===== Source text =====

Your seeing dropped mutations reported from nodetool tpstats ?
Take a look at the logs. Look for messages from the MessagingService with the
pattern "{} {} messages dropped in last {}ms" They will be followed by info
about the TP stats.
First would be the workload. Are you sending very big batch_mutate or multiget
requests? Each row in the requests turns into a command in the appropriate
thread pool. This can result in other requests waiting a long time for their
commands to get processed.
Next would be looking for GC and checking the memtable_flush_queue_size is set
high enough (check yaml for docs).
After that I would look at winding concurrent_writers (and I assume
concurrent_readers) back. Anytime I see weirdness I look for config changes and
see what happens when they are returned to the default or near default. Do you
have 16 _physical_ cores?
Hope that helps.
-----------------
Aaron Morton
Freelance Developer
@aaronmorton
http://www.thelastpickle.com
On 18/08/2012, at 10:01 AM, Guillermo Winkler <[email protected]> wrote:
> Aaron, thanks for your answer.
>
> I'm actually tracking a problem where mutations get dropped and cfstats show
> no activity whatsoever, I have 100 threads for the mutation pool, no running
> or pending tasks, but some mutations get dropped none the less.
>
> I'm thinking about some scheduling problems but not really sure yet.
>
> Have you ever seen a case of dropped mutations with the system under light
> load?

===== Supplied data =====

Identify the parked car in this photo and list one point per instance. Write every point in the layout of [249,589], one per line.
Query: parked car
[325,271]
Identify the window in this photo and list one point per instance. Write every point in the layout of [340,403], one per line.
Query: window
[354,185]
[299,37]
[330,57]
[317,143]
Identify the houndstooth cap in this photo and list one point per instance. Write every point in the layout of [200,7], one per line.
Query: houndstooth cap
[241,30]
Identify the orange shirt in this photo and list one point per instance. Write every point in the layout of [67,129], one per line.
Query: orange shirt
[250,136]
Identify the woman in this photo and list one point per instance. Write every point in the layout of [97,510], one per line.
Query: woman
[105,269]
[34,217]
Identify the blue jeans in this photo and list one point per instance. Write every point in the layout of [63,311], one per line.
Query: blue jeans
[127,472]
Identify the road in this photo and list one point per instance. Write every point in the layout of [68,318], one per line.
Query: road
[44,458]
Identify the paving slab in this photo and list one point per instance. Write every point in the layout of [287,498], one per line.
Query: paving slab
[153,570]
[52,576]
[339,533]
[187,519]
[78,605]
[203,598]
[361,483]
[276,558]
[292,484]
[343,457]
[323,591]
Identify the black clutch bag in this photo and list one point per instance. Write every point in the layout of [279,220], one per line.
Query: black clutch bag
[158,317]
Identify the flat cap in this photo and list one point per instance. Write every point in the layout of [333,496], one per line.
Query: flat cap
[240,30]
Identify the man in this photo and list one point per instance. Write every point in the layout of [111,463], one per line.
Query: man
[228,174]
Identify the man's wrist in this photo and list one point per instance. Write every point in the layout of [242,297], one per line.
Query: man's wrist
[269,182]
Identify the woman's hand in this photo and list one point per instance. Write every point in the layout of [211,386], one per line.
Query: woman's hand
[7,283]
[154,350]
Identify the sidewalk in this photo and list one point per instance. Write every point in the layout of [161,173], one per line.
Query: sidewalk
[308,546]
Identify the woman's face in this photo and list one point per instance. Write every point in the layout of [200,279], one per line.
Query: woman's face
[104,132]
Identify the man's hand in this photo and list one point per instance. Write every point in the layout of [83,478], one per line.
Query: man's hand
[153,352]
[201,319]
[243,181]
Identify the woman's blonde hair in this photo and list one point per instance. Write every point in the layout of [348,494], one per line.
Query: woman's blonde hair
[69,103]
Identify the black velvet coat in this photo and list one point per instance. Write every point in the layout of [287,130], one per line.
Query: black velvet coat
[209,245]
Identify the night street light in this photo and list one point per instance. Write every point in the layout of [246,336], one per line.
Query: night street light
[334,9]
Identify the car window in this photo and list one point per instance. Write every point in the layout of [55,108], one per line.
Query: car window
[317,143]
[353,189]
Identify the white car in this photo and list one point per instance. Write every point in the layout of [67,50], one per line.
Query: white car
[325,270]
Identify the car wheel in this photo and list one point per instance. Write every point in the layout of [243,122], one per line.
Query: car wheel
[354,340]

=====

• **What is being asked**: Reproduce, without alteration, everything in the dropped-mutations thread from "After that I" down to "for your answer.".

• **Task solution**:
After that I would look at winding concurrent_writers (and I assume
concurrent_readers) back. Anytime I see weirdness I look for config changes and
see what happens when they are returned to the default or near default. Do you
have 16 _physical_ cores?
Hope that helps.
-----------------
Aaron Morton
Freelance Developer
@aaronmorton
http://www.thelastpickle.com
On 18/08/2012, at 10:01 AM, Guillermo Winkler <[email protected]> wrote:
> Aaron, thanks for your answer.